下に示すスズキ「GSX-R1000R」の試乗記事を、最後の文の後から書き継ぐ。

• _本文セクション_
::::

文:中村浩史/写真:赤松 孝
スズキ「GSX-R1000R」ライディングポジション・足つき性
シート高:825mm
ライダーの身長・体重:178cm・80kg

スーパースポーツらしいキツめの前傾ポジション。ライバル勢と比べると、ハンドルは低いが近く、ポジションも高すぎない、コンパクトな前傾ポジションという感じ。


本来はこういう姿勢がしっくりくるモデル。この状態の上目使い、前を向く瞬間の首の痛み、少しでも空気抵抗を減らそうと伏せる力が、なかなかオジさんにはつらくなる。
スズキ「GSX-R1000R」実測燃費・航続可能距離

前部をエアボックスとしたフューエルタンク。容量は16L。
今回の試乗では回転数をさほど上げないように走って、実測燃費は約22km/L。満タン走行可能距離は約350km、燃料計の「E」マークが点滅を始めたら、ガソリン残量は1.4L。
スズキ「GSX-R1000R」各部装備・ディテール解説

2017年発売の現行モデルからフレームがシェイプアップされ、フレーム剛性をコントロールしているのが大きな特徴。高剛性フレームでタイヤを路面に押し付けるより、タイヤグリップを生かしてフレームで吸収する、MotoGPマシンGSX-RRにも見られる、最新の車体構成技術が投入されている。

::::

• _抽出データ_
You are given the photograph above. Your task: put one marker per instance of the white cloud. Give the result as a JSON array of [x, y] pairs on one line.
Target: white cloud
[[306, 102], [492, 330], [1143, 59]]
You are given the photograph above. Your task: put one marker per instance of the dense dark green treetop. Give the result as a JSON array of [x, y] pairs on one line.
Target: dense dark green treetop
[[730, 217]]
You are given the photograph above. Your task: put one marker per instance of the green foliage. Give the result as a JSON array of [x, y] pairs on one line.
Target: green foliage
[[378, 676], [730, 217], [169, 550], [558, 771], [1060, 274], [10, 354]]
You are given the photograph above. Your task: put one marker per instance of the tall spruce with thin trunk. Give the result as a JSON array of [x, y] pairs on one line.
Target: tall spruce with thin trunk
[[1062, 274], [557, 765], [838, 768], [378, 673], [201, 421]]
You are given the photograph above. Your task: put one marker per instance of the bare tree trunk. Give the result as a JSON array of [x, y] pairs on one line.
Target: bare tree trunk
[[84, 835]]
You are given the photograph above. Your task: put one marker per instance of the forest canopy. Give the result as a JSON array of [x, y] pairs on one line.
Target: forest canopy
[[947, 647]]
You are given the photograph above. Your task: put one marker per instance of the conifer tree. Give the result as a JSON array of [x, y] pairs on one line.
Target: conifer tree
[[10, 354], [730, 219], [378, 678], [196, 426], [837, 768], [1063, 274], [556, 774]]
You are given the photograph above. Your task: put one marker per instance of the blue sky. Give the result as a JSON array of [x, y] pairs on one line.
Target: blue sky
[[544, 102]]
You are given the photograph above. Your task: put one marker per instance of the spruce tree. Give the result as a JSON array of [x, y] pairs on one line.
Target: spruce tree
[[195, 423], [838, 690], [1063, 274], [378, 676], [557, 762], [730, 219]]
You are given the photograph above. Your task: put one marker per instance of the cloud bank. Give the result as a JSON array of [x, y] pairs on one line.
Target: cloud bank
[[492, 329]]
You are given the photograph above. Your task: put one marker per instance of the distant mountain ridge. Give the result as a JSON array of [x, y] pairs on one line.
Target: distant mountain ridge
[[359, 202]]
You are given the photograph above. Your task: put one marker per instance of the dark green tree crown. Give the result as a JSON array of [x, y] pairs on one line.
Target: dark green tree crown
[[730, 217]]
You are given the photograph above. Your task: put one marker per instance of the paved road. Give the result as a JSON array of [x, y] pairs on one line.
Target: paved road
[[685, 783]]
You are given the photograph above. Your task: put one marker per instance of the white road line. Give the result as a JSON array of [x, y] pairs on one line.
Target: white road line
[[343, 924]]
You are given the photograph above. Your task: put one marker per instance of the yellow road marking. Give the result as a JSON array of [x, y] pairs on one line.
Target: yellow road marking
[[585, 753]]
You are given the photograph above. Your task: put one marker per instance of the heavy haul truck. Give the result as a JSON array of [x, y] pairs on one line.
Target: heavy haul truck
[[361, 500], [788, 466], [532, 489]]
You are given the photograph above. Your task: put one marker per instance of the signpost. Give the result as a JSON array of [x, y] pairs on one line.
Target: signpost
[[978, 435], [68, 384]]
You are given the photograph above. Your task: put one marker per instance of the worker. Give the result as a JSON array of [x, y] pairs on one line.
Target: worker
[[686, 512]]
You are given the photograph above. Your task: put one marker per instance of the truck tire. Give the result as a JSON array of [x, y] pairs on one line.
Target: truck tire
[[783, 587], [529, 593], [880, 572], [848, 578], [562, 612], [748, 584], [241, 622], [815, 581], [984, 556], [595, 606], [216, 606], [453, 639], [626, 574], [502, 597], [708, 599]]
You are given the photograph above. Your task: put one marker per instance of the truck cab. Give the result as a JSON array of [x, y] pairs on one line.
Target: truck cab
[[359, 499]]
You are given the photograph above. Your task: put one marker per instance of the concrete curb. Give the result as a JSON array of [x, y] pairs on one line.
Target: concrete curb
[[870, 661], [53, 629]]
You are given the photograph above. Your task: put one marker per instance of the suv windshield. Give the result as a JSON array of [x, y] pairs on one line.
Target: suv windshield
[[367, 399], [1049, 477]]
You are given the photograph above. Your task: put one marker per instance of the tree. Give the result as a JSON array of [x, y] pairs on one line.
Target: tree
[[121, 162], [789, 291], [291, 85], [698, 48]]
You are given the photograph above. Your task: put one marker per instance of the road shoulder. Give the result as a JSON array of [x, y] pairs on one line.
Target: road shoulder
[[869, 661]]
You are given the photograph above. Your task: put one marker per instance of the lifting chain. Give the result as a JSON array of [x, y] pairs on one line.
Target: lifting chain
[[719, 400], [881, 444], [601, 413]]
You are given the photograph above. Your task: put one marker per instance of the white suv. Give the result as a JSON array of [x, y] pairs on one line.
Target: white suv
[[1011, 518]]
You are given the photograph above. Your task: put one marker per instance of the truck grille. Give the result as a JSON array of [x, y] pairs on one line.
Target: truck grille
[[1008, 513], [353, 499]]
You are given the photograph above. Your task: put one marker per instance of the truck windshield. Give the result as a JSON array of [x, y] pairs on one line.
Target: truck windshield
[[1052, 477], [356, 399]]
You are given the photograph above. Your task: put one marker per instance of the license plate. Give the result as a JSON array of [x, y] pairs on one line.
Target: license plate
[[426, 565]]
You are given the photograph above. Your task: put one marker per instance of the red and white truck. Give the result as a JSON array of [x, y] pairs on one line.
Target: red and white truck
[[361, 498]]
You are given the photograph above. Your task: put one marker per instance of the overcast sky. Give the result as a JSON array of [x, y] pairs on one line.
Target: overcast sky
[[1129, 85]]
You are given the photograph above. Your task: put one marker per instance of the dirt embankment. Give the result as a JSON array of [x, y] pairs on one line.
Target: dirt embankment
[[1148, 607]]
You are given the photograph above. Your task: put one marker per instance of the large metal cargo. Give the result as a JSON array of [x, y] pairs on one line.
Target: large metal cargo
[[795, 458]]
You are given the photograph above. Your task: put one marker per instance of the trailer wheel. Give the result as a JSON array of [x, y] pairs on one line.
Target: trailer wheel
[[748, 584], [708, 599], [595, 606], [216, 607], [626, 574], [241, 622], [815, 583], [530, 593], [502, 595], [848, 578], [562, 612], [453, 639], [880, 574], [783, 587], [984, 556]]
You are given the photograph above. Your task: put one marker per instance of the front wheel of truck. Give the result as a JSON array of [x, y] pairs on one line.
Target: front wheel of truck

::::

• _期待される出力_
GSX-R1000シリーズ共通の水冷並列4気筒エンジン。現行モデルでは可変バルブ/フィンガーフォロワーロッカー/排気バルブを内蔵したエキパイ/デュアルインジェクター/2ステージファンネルを採用。

大容量サイレンサーをブラックアウトした4-2-1レイアウトのマフラー。エキパイは1-4番と2-3番が連結され、その連結部にサーボモーター制御のバルブを内蔵。低回転ではバルブを閉じてトルクを増大させる。

シフトロッドにセンサーが装着されていることでもわかるように、シフトUP/DWNともクイックシフターを採用。写真に見えるフレームのスイングアームピボット部が華奢なのもMotoGPマシンGSX-RR的。

Φ320mmディスクローター、ラジアルマウントの対向4ピストンモノブロックキャリパーともブレンボ製。マスターシリンダーはニッシン製ラジアルポンプ、フロントフォークはショーワBFFタイプの倒立。

スイングアーム本体上に補強ブリッジを持つアルミスイングアーム。2次減速比は2.647でスプロケット丁数はドライブ17/ドリブン45。2016年モデル以前のR1000からドリブンが3丁増え、ショートレシオへ。

高輝度LEDを採用したコンパクトな上下2分割式ヘッドライト(ロービームが上/ハイビームが下点灯)と、その左右にラムエア取り入れ口と、その開口部上部にLEDポジションランプを採用。ウィンカーもLEDだ。

ギアポジション表示つき、バーグラフ式タコメーターのデジタルメーター。スピード表示の下はオド&ツイントリップ、時刻、外気温が表示され、その左に燃料計と水温計、その上にパワーモード(A/B/C)とトラクションコントロール(1〜10とOFF)、液晶左上にETCインジケーターが表示される。

左スイッチはモードボタンでパワーモードが切り替えられ、モードボタン長押しでトラクションコントロールを設定できる。

右スイッチはキル&セルスタータースイッチとハザード。

前後に段差のあるシートは、タンデム部の前にあるキーでタンデムシートが取り外しでき、ヘルメットホルダーを使用可能。ライダー側は、タンデムシート裏にあるヘキサゴンレンチ2本で取り外す。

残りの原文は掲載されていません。